Count the lines in the rows below that contain the string "blue", matching case exactly, and reply with only that number.

| Dataset entries |
-=-=-=-=-

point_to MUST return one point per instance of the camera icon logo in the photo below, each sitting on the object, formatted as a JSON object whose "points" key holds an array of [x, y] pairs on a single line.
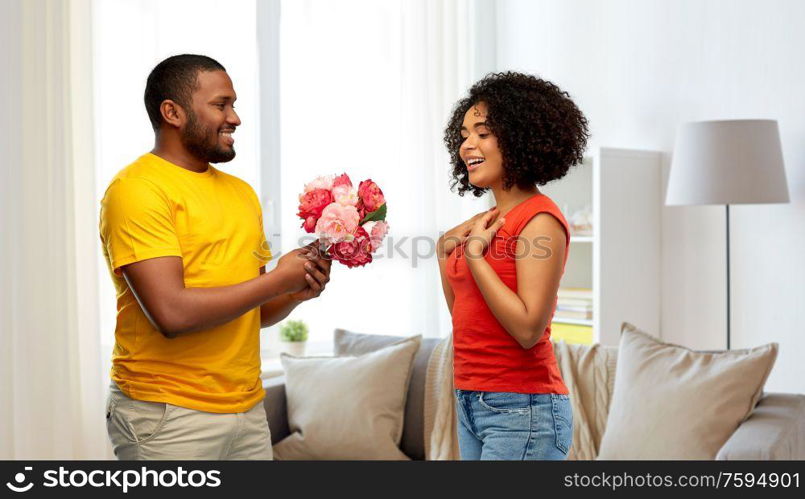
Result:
{"points": [[19, 478]]}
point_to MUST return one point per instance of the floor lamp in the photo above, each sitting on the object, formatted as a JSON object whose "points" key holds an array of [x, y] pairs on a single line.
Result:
{"points": [[727, 162]]}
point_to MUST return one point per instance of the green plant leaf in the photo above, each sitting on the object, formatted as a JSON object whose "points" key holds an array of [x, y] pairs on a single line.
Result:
{"points": [[377, 215], [293, 331]]}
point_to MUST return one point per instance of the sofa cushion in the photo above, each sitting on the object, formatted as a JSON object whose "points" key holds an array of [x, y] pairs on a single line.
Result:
{"points": [[670, 402], [413, 440], [347, 407]]}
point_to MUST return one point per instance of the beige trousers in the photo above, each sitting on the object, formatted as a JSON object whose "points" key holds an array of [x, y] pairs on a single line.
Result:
{"points": [[155, 430]]}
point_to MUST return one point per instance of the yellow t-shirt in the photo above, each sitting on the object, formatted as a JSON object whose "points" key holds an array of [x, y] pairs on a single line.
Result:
{"points": [[213, 221]]}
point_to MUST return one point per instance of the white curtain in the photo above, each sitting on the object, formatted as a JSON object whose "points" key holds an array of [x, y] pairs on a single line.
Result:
{"points": [[50, 370], [366, 87]]}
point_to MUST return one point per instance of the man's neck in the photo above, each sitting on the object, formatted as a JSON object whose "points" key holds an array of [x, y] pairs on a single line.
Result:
{"points": [[179, 156]]}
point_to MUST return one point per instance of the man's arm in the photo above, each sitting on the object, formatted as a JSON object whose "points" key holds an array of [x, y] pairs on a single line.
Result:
{"points": [[173, 309]]}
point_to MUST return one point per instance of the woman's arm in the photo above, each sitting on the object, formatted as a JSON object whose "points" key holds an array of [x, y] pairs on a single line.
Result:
{"points": [[446, 288], [526, 313]]}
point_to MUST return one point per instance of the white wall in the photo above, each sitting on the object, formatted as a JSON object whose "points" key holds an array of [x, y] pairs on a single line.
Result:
{"points": [[638, 69]]}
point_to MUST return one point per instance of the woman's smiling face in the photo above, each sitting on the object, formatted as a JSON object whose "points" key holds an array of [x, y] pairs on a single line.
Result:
{"points": [[480, 151]]}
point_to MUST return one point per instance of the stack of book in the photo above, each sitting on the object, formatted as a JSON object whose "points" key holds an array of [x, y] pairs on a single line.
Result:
{"points": [[575, 304], [572, 321]]}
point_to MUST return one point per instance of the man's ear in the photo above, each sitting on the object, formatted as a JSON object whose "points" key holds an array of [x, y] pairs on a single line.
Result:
{"points": [[172, 113]]}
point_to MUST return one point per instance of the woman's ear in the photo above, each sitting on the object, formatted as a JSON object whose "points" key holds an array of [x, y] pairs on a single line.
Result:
{"points": [[172, 113]]}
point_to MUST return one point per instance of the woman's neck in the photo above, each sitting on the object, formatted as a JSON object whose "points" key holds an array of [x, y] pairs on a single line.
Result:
{"points": [[506, 200]]}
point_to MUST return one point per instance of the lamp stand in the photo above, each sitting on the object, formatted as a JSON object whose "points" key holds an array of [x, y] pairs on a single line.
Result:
{"points": [[728, 277]]}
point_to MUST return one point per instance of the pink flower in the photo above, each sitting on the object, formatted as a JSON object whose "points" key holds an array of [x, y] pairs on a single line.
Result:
{"points": [[309, 224], [312, 203], [342, 179], [354, 253], [371, 196], [345, 195], [324, 182], [377, 230], [337, 223], [311, 206]]}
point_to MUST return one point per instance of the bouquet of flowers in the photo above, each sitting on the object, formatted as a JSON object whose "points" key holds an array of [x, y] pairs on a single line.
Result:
{"points": [[350, 223]]}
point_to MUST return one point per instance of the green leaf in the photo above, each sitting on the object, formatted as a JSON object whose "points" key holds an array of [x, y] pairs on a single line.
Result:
{"points": [[377, 215]]}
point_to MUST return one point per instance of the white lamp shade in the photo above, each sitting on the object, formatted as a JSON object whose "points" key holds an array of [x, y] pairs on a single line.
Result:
{"points": [[727, 162]]}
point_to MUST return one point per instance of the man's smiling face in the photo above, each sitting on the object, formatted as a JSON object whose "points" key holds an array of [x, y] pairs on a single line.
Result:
{"points": [[211, 119]]}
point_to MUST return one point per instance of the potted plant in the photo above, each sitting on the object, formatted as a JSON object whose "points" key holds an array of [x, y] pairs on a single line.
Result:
{"points": [[293, 335]]}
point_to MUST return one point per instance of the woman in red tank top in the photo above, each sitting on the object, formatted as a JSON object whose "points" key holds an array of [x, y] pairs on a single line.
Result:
{"points": [[501, 269]]}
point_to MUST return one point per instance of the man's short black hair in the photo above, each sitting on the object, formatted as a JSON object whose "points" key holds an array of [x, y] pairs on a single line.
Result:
{"points": [[175, 78]]}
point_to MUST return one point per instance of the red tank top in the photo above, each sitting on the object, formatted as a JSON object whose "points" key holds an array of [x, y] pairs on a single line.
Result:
{"points": [[486, 357]]}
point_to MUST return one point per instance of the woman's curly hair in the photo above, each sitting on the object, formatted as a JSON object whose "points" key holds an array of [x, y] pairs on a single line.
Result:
{"points": [[540, 131]]}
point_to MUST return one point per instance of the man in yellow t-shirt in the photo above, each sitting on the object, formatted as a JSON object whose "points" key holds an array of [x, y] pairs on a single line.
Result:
{"points": [[185, 248]]}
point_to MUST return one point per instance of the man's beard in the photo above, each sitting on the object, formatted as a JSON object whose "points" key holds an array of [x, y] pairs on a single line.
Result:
{"points": [[196, 139]]}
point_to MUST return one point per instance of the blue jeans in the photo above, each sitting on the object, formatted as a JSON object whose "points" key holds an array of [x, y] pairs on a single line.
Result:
{"points": [[513, 426]]}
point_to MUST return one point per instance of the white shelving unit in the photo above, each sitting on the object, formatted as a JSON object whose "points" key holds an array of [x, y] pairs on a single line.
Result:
{"points": [[620, 262]]}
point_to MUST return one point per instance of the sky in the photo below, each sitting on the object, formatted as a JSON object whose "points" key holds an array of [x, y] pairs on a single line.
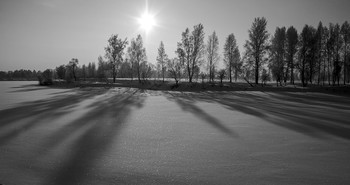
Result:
{"points": [[41, 34]]}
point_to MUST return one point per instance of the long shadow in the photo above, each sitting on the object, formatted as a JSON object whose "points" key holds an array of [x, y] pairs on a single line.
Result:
{"points": [[298, 114], [187, 104], [18, 120], [104, 121]]}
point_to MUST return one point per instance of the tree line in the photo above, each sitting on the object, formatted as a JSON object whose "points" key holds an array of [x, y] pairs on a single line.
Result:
{"points": [[313, 56]]}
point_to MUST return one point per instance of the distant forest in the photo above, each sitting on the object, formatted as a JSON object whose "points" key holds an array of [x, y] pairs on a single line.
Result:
{"points": [[311, 56]]}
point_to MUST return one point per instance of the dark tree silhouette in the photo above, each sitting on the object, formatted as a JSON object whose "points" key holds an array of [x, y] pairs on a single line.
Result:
{"points": [[345, 32], [61, 71], [137, 54], [232, 56], [336, 54], [320, 45], [222, 74], [212, 54], [257, 46], [73, 64], [306, 51], [190, 49], [115, 52], [277, 54], [292, 41], [162, 59], [175, 68]]}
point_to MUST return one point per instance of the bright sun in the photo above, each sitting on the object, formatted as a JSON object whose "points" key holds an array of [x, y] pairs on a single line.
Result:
{"points": [[147, 22]]}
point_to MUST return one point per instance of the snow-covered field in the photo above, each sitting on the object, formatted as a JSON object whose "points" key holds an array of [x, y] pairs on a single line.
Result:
{"points": [[132, 136]]}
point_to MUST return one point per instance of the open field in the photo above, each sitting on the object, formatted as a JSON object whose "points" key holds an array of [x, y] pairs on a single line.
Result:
{"points": [[122, 135]]}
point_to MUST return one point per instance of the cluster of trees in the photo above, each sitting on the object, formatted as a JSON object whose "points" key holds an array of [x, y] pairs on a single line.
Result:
{"points": [[19, 75], [320, 54], [315, 55], [113, 65]]}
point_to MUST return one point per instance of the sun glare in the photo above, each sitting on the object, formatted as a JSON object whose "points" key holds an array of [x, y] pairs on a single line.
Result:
{"points": [[147, 22]]}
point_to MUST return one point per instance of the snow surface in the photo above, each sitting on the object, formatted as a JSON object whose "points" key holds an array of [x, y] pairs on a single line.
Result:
{"points": [[135, 136]]}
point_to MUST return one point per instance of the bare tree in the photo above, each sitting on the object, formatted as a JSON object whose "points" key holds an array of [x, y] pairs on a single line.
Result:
{"points": [[137, 54], [212, 54], [114, 53], [319, 49], [231, 56], [336, 58], [277, 54], [257, 46], [292, 42], [175, 68], [190, 49], [73, 64], [345, 31], [162, 58], [222, 74]]}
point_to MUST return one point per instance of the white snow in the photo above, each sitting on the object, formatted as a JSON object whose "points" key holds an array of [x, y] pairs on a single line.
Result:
{"points": [[131, 136]]}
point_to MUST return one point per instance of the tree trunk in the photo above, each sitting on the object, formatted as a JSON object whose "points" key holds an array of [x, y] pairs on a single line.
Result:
{"points": [[256, 70], [138, 72], [230, 71], [344, 66]]}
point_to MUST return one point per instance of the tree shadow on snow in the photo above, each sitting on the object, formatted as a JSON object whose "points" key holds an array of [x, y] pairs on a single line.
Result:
{"points": [[313, 114], [187, 104], [82, 140]]}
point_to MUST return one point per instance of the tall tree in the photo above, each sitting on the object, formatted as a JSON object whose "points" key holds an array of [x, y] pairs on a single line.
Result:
{"points": [[257, 46], [115, 52], [277, 52], [137, 54], [292, 42], [319, 49], [73, 64], [162, 58], [83, 70], [306, 44], [336, 52], [328, 31], [61, 71], [190, 49], [231, 56], [212, 54], [345, 31], [175, 68]]}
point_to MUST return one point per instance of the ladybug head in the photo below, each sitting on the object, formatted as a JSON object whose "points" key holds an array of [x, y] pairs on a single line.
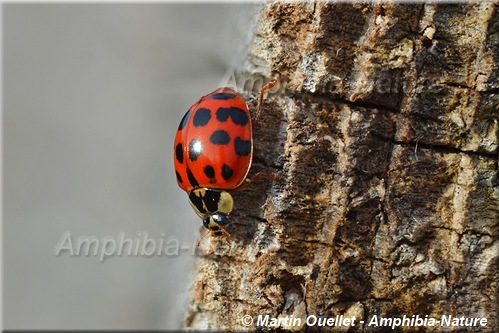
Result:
{"points": [[216, 223], [213, 206]]}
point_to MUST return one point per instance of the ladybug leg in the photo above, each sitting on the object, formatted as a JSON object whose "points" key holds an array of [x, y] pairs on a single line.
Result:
{"points": [[260, 97]]}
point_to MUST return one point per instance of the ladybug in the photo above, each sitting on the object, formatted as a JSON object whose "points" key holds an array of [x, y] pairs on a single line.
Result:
{"points": [[213, 152]]}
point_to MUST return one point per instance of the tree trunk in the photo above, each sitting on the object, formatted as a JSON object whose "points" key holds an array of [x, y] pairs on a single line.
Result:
{"points": [[383, 131]]}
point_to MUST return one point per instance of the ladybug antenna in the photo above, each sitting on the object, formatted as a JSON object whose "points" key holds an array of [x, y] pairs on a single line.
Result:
{"points": [[199, 241]]}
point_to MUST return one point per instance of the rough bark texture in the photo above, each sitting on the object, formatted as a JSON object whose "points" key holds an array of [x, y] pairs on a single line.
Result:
{"points": [[384, 132]]}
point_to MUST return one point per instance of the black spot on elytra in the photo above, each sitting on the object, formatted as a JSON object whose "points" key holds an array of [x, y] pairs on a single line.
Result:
{"points": [[239, 116], [243, 147], [183, 122], [195, 149], [209, 171], [192, 180], [202, 117], [226, 172], [220, 137], [223, 96], [179, 153], [179, 178]]}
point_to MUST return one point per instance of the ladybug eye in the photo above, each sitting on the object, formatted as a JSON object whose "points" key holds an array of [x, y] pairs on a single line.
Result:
{"points": [[214, 222]]}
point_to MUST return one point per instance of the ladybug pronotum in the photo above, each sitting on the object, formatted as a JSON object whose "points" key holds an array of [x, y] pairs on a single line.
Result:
{"points": [[213, 153]]}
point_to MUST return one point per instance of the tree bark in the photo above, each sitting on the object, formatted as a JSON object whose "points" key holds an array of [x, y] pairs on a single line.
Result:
{"points": [[383, 130]]}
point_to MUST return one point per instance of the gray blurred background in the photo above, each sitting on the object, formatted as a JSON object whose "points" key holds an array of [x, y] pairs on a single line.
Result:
{"points": [[93, 95]]}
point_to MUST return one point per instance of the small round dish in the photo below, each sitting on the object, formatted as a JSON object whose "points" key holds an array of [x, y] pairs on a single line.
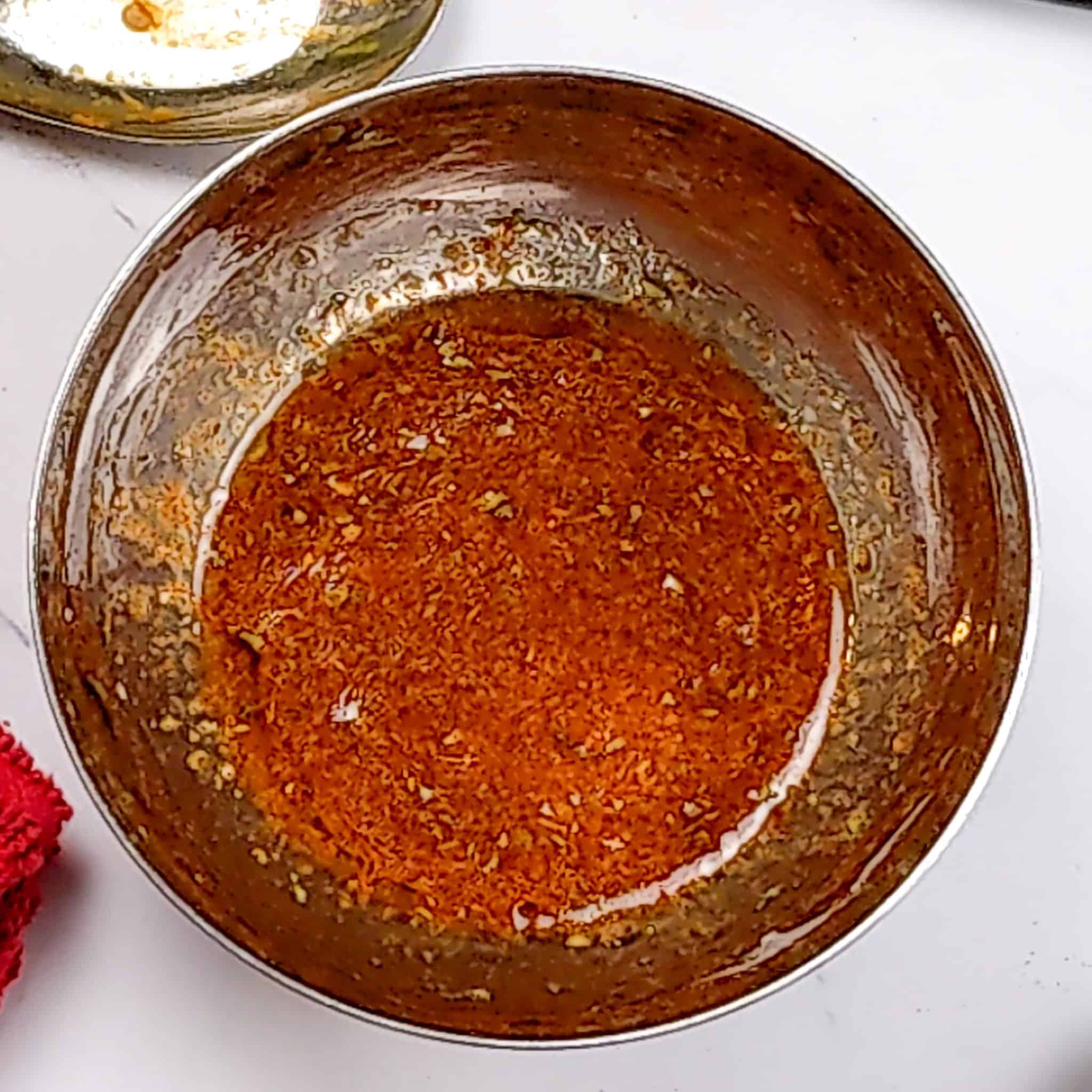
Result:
{"points": [[198, 71], [596, 185]]}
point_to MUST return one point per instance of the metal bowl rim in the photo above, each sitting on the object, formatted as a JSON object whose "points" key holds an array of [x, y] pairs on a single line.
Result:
{"points": [[205, 186], [251, 134]]}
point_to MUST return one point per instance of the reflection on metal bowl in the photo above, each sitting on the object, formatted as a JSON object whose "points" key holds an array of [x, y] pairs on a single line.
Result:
{"points": [[603, 187]]}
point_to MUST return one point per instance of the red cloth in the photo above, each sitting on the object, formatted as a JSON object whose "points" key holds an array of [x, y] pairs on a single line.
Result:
{"points": [[32, 812]]}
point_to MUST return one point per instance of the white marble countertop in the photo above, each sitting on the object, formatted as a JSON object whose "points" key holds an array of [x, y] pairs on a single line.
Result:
{"points": [[972, 118]]}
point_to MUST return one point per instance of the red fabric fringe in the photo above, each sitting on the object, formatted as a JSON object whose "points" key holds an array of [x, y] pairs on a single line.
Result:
{"points": [[32, 813]]}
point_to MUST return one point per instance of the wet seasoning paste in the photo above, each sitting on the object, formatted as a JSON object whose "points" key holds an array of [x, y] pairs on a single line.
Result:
{"points": [[522, 611]]}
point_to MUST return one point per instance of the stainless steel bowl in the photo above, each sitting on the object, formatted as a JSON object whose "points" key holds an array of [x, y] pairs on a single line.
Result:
{"points": [[599, 185], [170, 71]]}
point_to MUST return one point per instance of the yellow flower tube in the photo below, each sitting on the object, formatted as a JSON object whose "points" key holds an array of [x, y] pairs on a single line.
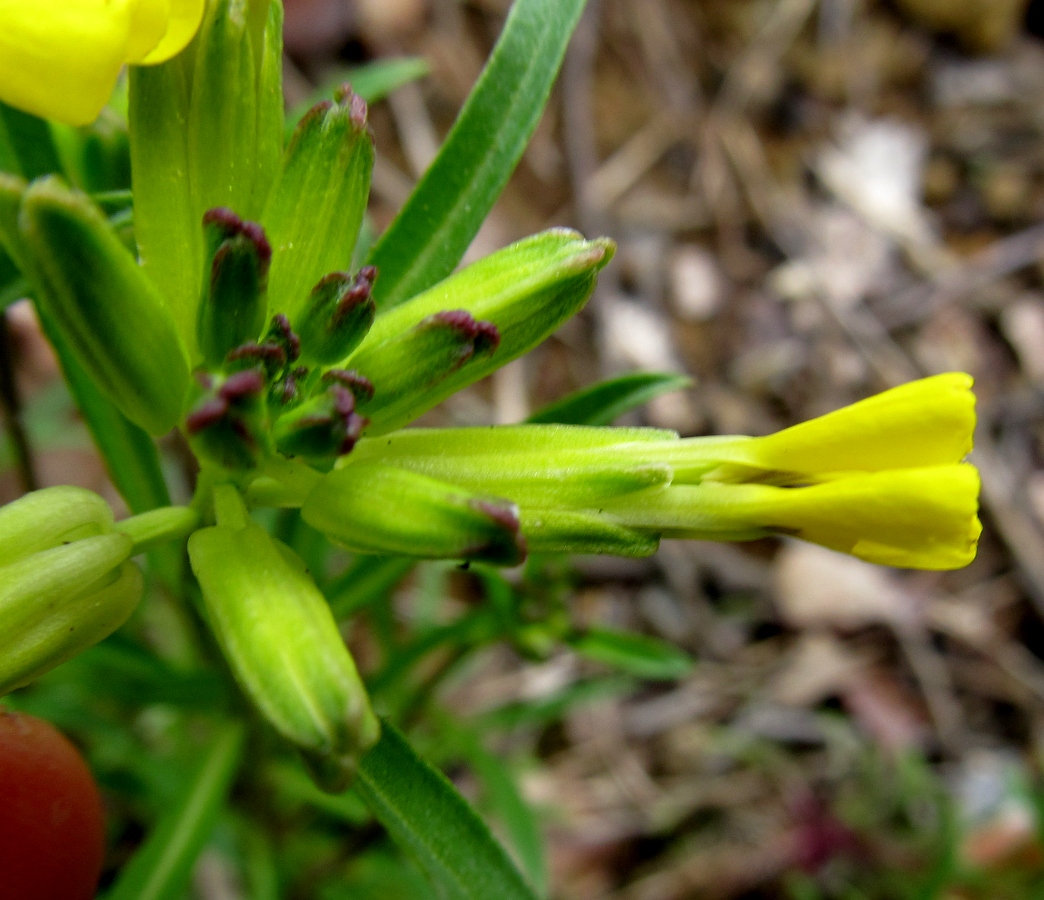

-=-=-=-=-

| Written response |
1